Emit the entire listing verbatim.

*Given records*.
──────────────────────────────

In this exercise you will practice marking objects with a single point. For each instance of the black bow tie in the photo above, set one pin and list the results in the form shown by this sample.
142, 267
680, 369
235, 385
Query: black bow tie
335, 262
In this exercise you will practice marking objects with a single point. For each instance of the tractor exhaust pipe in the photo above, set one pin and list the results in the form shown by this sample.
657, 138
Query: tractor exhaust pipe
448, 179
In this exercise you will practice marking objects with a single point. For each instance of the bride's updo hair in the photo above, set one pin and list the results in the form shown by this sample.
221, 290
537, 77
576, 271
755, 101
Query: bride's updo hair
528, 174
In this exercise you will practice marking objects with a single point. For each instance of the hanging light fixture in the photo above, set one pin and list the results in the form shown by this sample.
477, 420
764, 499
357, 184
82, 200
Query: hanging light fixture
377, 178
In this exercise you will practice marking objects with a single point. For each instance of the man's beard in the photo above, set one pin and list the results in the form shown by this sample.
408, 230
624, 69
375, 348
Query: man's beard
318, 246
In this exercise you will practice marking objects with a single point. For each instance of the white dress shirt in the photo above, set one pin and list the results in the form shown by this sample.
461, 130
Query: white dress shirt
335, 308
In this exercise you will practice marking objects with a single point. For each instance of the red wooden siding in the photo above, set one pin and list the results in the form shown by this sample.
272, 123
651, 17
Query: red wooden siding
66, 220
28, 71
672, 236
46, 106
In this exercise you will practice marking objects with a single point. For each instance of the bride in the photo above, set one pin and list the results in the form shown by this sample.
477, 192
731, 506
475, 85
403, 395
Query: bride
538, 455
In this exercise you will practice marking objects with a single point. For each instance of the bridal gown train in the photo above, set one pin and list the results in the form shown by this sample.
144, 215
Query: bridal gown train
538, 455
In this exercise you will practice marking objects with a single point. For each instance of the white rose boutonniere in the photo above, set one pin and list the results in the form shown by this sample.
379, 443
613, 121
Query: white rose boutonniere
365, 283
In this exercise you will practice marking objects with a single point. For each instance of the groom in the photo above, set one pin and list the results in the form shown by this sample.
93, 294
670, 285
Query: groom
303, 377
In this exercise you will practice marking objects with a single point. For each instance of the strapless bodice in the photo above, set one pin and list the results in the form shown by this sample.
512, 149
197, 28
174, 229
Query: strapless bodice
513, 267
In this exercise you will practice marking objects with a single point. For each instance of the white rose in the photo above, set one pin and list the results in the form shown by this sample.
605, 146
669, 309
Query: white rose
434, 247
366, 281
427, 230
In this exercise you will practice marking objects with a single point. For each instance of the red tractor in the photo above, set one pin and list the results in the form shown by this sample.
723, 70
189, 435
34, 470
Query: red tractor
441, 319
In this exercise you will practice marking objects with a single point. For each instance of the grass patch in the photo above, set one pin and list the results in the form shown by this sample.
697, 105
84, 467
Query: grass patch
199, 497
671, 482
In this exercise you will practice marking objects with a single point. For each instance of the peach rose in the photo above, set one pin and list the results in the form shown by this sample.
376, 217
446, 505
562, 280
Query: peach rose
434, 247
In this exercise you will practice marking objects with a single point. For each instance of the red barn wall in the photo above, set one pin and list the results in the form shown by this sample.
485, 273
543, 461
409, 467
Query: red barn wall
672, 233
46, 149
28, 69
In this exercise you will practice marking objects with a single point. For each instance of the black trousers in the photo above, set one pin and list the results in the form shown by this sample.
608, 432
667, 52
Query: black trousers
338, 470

──────────────────────────────

*The solution*.
In this exercise you will practice marking objects with a single point. For each instance of the black bow tie in the photo above, set one pin and list the results in the form shown by this sample.
142, 267
680, 369
235, 385
Query: black bow tie
335, 262
In this exercise you will practice marking objects with a single point. For each instance of the tractor exhaust pipe in the photo above, set one pin and list the results in the form shown by this sample.
657, 138
Query: tractor exhaust pipe
448, 179
In this exercise you will practice marking objects with a single point. For each instance of the bride's updo hair in the photo above, set one pin and list the results in the form shown by this sample.
221, 290
537, 77
576, 271
755, 101
Query: bride's updo hair
528, 174
In this exercise you will practice marking objects with a single point. For each instance of the hanging light fixture in the photo above, set one pin and list the results in the form shown by this sample.
477, 420
764, 499
357, 184
82, 200
Query: hanging light fixture
377, 178
In this exercise you will practice marking objects with a single point. For each instance of the man's beard in the photo above, set one pin and list the results in the form shown by this sample.
408, 230
624, 69
375, 348
Query: man's beard
318, 246
In this exercise you will practice marking objects with a single point. For each instance of the white dress shirt in the photo above, set one pin and list the results in the form shown by this sample.
461, 130
Query: white dress shirt
335, 308
In this exercise you will practice marking objects with a single point. For each instance of the red wooden siding in the photo above, set one pin and list the results in the form shown by this sample.
272, 123
651, 17
Query: red wooden siding
66, 220
28, 71
672, 236
46, 106
In this exercise you will practice marking objects with a single point. For each instance of the bride in the photo above, set one pin and list the results in the form shown by this sample.
477, 192
731, 506
475, 85
403, 395
Query: bride
538, 455
In this exercise you will practice marking objects with a single point. For each instance of the bridal gown train in the photo above, set one pin and list the results in the form shown by this sample.
144, 215
Query: bridal gown train
538, 455
In this exercise you will practice marking objects with a single point. For each instance of the white rose boutonniere in the photo above, set one pin and list the results in the form shown by this sample.
379, 443
613, 121
Query: white rose boutonniere
365, 283
In this exercise you will practice marking objects with a single point. For each instance of the groom in the photo above, set one pin and list the results in the form shown by this sample.
93, 294
670, 285
Query: groom
303, 377
In this exercise you will practice marking objects with a single point. For each instance of the strapless bodice in the photo above, set one pin and list the results in the form shown by this sample.
512, 149
197, 28
174, 229
Query: strapless bodice
513, 267
In this exercise you will practice marking objects with a single point. For each instance of the white rose in the photo above, set one pin and list the results in the form shown by this sample.
605, 146
669, 309
Query: white rose
434, 247
366, 281
427, 230
In this exercise you will practice marking objects with a single point. For each instance of the red tractor in the photo above, set one pin and list the results in the form shown by this sample.
723, 70
189, 435
34, 470
Query: red tractor
441, 319
In this exercise you will practice marking objects with a single point. For each instance of the grass patch in the photo above, set one pin and list the results in the form shown by this sample.
697, 105
84, 467
Query: grass patch
199, 497
671, 482
In this exercise you will practice marking objects with a single point. For each instance of the peach rose in the photo above, set one pin and list the results in the form shown by this sample.
376, 217
446, 505
562, 280
Query: peach rose
434, 247
In this exercise you will practice marking objects with a single point. For each instance of the red barn wall in the photo above, set one pin and list the results in the form shown by this sample.
485, 273
543, 461
409, 467
Query: red barn wall
672, 233
46, 149
28, 69
In this exercise you will practice marking objects with a single point. For each instance of the black trousers in the photo above, set one pin and list the results in the form shown by this sample.
608, 432
667, 52
Query: black trousers
338, 470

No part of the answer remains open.